#### Extrait de page
▶

Le défaut des primaires est d'ajouter de l'instabilité à un système qui vacille déjà. «On assiste à une véritable crise politique, enchaîne Marie-Laure Fages. Une crise de système où se confrontent les temporalités institutionnelles, politiques et médiatiques, qui ne sont pas du tout synchrones. Les primaires sont une anomalie conjoncturelle dans notre système, dans le sens où c'est la première fois qu'un parti organise de telles élections élargies à l'ensemble du corps électoral, ce qui n'a pas manqué de soulever quelques obstacles juridiques.»
Certes, dès le Congrès d'Épinay en 1971, l'élection du candidat PS à la présidentielle par les membres du parti était inscrite dans les statuts, rappelle-t-elle, mais il a fallu attendre 1995 pour qu'elle soit organisée. Entre temps, le leadership mitterrandien était bien trop fort pour être contesté et aucune primaire n'eut lieu.
En 2007, sonné, divisé, le PS organise sa première grande primaire «moderne», mais toujours réservée aux seuls adhérents, dans laquelle s'affrontent Ségolène Royal, Dominique Straus-Kahn et Laurent Fabius. La première sort vainqueure. Ce qui signe aussi le retour d'une grave crise de leadership...

◀

#### Consigne
Recopiez à l'identique le passage de l'extrait sur les primaires du PS, depuis « En 2007, sonné, divisé, le » jusqu'à « crise de leadership... » inclus. Les lignes ci-dessous forment un matériau indépendant de l'extrait.

#### Données fournies
▶

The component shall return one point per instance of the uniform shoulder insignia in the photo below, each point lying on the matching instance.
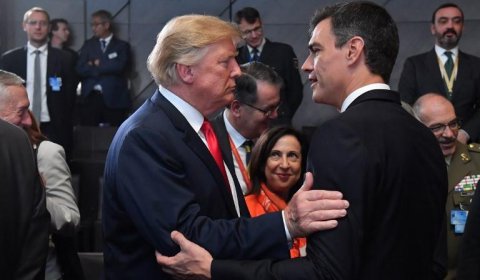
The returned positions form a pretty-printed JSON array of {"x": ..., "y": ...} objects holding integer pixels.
[{"x": 474, "y": 147}]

◀

#### Exercice corrigé
En 2007, sonné, divisé, le PS organise sa première grande primaire «moderne», mais toujours réservée aux seuls adhérents, dans laquelle s'affrontent Ségolène Royal, Dominique Straus-Kahn et Laurent Fabius. La première sort vainqueure. Ce qui signe aussi le retour d'une grave crise de leadership...